Source data START

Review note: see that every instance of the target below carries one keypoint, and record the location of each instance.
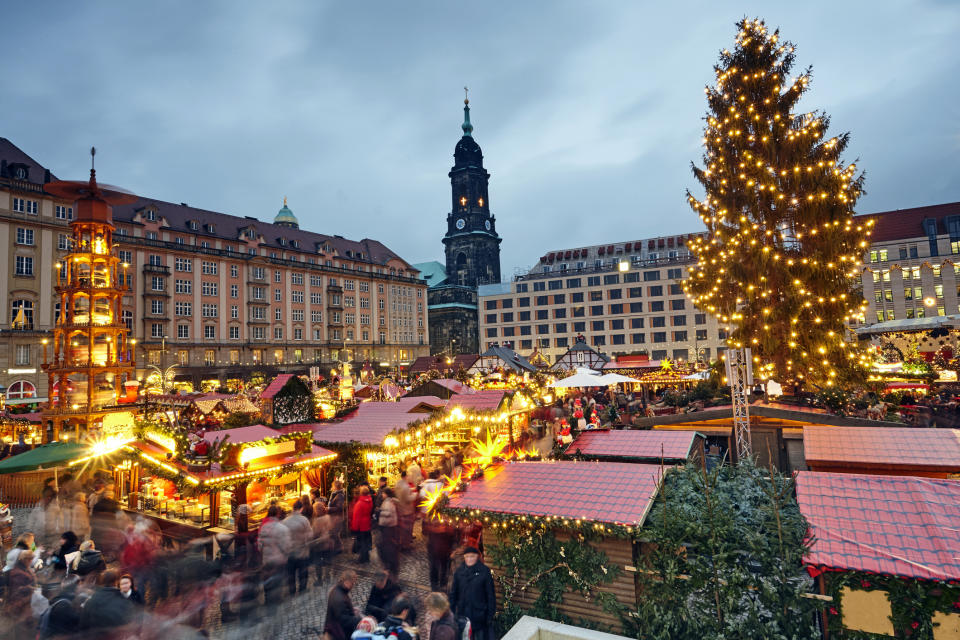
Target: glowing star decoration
(451, 483)
(487, 451)
(430, 499)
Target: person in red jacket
(360, 521)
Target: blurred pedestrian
(407, 509)
(360, 524)
(337, 508)
(443, 625)
(301, 535)
(384, 591)
(274, 541)
(342, 616)
(473, 594)
(388, 521)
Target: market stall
(581, 516)
(901, 451)
(883, 552)
(189, 485)
(381, 438)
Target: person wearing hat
(473, 594)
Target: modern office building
(623, 298)
(910, 269)
(217, 295)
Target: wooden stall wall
(574, 606)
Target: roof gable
(608, 492)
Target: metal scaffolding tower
(739, 365)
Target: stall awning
(671, 446)
(607, 492)
(882, 447)
(46, 456)
(911, 324)
(893, 525)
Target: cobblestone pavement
(303, 615)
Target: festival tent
(46, 456)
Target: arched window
(21, 314)
(21, 389)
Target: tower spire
(467, 127)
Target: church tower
(471, 244)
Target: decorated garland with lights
(913, 603)
(536, 559)
(783, 250)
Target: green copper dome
(285, 217)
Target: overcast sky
(588, 113)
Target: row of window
(679, 304)
(599, 341)
(596, 281)
(580, 327)
(654, 291)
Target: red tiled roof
(608, 492)
(243, 434)
(651, 445)
(894, 525)
(425, 363)
(274, 387)
(373, 421)
(908, 223)
(882, 447)
(484, 400)
(454, 385)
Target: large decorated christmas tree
(783, 250)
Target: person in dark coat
(440, 542)
(473, 594)
(382, 593)
(63, 618)
(342, 617)
(106, 608)
(129, 591)
(68, 544)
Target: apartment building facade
(911, 269)
(216, 295)
(623, 298)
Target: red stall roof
(894, 525)
(373, 421)
(607, 492)
(484, 400)
(651, 445)
(879, 447)
(274, 387)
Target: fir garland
(536, 559)
(913, 603)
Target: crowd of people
(89, 569)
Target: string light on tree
(783, 251)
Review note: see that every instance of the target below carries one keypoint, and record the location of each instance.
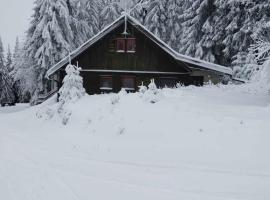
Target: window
(120, 45)
(169, 82)
(106, 83)
(128, 83)
(131, 45)
(126, 45)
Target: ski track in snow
(45, 160)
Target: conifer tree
(6, 90)
(110, 12)
(54, 31)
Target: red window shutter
(131, 45)
(106, 82)
(120, 45)
(128, 83)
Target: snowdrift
(206, 143)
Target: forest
(233, 33)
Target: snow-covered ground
(209, 143)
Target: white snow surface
(195, 143)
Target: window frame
(118, 50)
(102, 78)
(133, 78)
(133, 40)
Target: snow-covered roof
(197, 63)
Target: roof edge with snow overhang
(177, 56)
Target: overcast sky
(14, 19)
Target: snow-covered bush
(152, 94)
(71, 91)
(142, 89)
(115, 99)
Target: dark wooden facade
(101, 61)
(148, 62)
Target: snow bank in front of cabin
(205, 143)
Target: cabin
(125, 54)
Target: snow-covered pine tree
(194, 19)
(156, 19)
(93, 9)
(6, 89)
(110, 12)
(54, 31)
(9, 64)
(259, 51)
(72, 89)
(2, 58)
(83, 30)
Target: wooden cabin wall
(148, 56)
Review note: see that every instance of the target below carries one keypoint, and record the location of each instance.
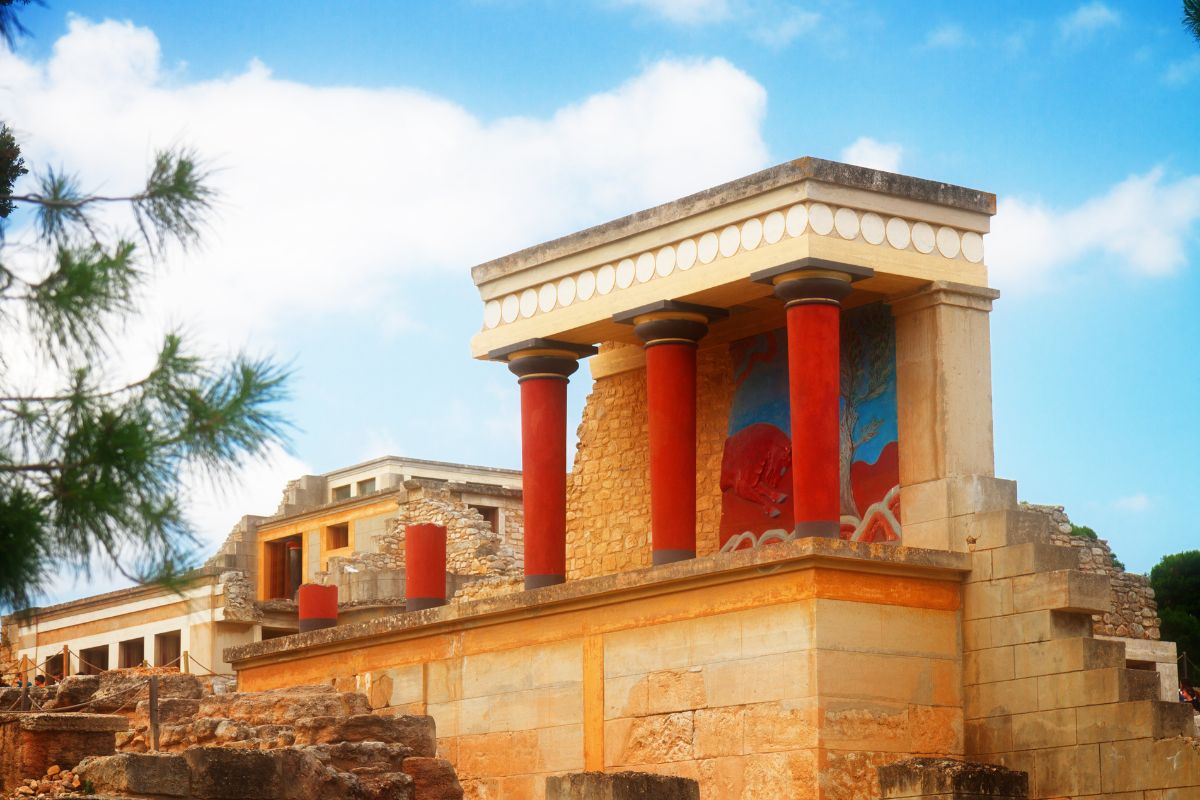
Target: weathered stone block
(621, 786)
(160, 774)
(1006, 528)
(30, 743)
(119, 689)
(417, 733)
(1031, 558)
(1065, 590)
(227, 774)
(73, 691)
(924, 777)
(433, 779)
(1134, 720)
(1066, 655)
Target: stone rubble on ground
(292, 744)
(1134, 612)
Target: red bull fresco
(756, 482)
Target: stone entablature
(709, 244)
(743, 671)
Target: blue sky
(371, 152)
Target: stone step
(1062, 590)
(1133, 720)
(1007, 528)
(1025, 629)
(1066, 655)
(1015, 560)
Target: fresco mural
(756, 480)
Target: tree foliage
(1176, 583)
(94, 467)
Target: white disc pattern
(729, 241)
(685, 254)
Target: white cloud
(1141, 223)
(688, 12)
(1138, 501)
(256, 489)
(867, 151)
(1182, 72)
(1086, 20)
(947, 37)
(328, 193)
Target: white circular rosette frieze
(702, 250)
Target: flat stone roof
(719, 567)
(807, 168)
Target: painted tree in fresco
(867, 367)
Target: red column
(671, 330)
(317, 606)
(814, 385)
(543, 367)
(544, 477)
(813, 290)
(425, 566)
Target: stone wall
(609, 494)
(1134, 613)
(483, 563)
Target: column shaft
(544, 480)
(671, 400)
(814, 385)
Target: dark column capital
(670, 322)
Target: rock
(283, 707)
(414, 732)
(159, 774)
(172, 710)
(307, 777)
(433, 779)
(228, 774)
(123, 690)
(378, 756)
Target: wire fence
(58, 666)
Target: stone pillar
(813, 290)
(670, 331)
(543, 368)
(621, 786)
(943, 779)
(943, 405)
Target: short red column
(543, 367)
(671, 330)
(425, 566)
(813, 290)
(317, 606)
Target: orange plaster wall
(609, 497)
(748, 685)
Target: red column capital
(670, 331)
(543, 368)
(813, 290)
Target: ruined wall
(1134, 612)
(609, 492)
(1043, 696)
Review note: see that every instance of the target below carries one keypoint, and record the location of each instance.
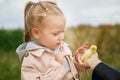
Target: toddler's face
(53, 32)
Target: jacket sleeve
(43, 68)
(105, 72)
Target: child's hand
(80, 50)
(59, 56)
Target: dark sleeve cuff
(104, 72)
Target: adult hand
(59, 56)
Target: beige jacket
(38, 63)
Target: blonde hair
(35, 13)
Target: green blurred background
(106, 37)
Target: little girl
(43, 55)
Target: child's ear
(35, 33)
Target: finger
(85, 45)
(81, 50)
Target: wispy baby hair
(35, 13)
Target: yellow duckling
(89, 52)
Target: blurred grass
(106, 37)
(9, 66)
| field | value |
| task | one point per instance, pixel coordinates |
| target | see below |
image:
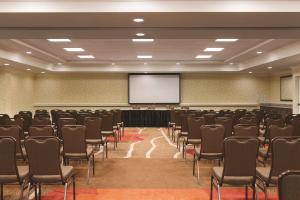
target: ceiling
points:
(180, 29)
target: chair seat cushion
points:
(193, 141)
(263, 173)
(67, 172)
(231, 180)
(23, 174)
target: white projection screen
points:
(154, 88)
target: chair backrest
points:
(246, 130)
(248, 120)
(194, 127)
(240, 155)
(209, 118)
(74, 139)
(14, 132)
(288, 185)
(93, 127)
(43, 156)
(41, 121)
(227, 122)
(107, 122)
(41, 131)
(212, 138)
(8, 157)
(285, 155)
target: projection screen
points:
(154, 88)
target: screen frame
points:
(179, 75)
(281, 78)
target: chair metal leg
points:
(93, 165)
(28, 190)
(65, 192)
(211, 187)
(74, 188)
(22, 187)
(219, 191)
(40, 191)
(1, 191)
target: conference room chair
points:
(62, 122)
(289, 185)
(16, 133)
(184, 128)
(177, 127)
(75, 147)
(10, 172)
(239, 165)
(285, 156)
(246, 130)
(211, 145)
(107, 128)
(268, 122)
(194, 133)
(41, 130)
(41, 121)
(93, 133)
(227, 122)
(171, 123)
(27, 116)
(248, 120)
(45, 165)
(81, 116)
(275, 131)
(209, 118)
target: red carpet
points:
(151, 194)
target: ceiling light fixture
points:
(226, 40)
(140, 34)
(74, 49)
(138, 20)
(213, 49)
(59, 40)
(142, 40)
(144, 56)
(203, 56)
(86, 56)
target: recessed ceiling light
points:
(203, 56)
(142, 40)
(226, 40)
(138, 20)
(59, 40)
(144, 56)
(140, 34)
(74, 49)
(85, 56)
(214, 49)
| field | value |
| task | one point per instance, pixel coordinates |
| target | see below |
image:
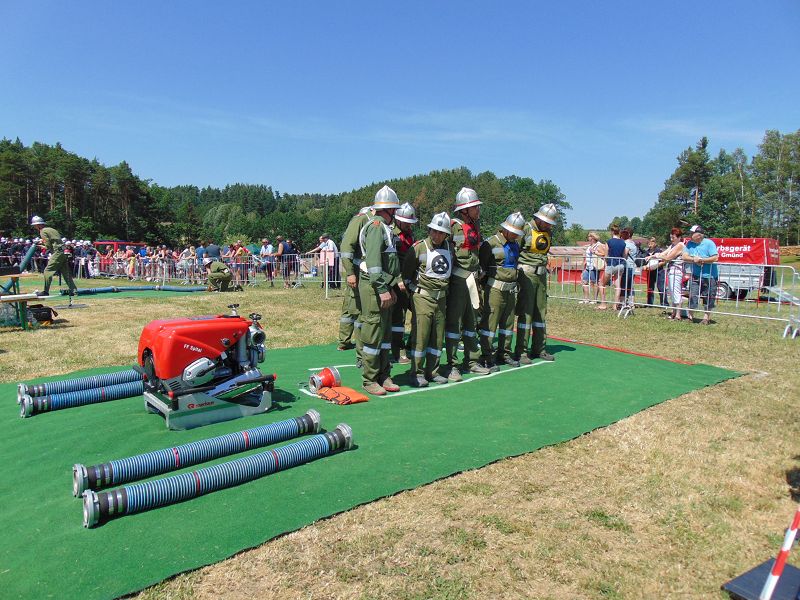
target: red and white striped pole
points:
(780, 561)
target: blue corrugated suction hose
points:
(157, 462)
(100, 506)
(39, 404)
(74, 385)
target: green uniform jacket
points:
(491, 256)
(349, 249)
(464, 258)
(51, 239)
(380, 255)
(534, 246)
(415, 264)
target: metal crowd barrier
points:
(767, 292)
(289, 271)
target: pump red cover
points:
(175, 343)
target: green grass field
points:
(673, 501)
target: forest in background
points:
(87, 200)
(734, 196)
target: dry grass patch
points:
(670, 502)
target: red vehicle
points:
(745, 265)
(202, 370)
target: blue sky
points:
(330, 96)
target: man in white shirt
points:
(267, 261)
(329, 258)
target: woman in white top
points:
(674, 256)
(592, 265)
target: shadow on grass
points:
(793, 479)
(556, 348)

Source data END

What to work on: In the material above, find the lines that contain "projection" and show them.

Answer for this exercise:
target: white projection screen
target: projection screen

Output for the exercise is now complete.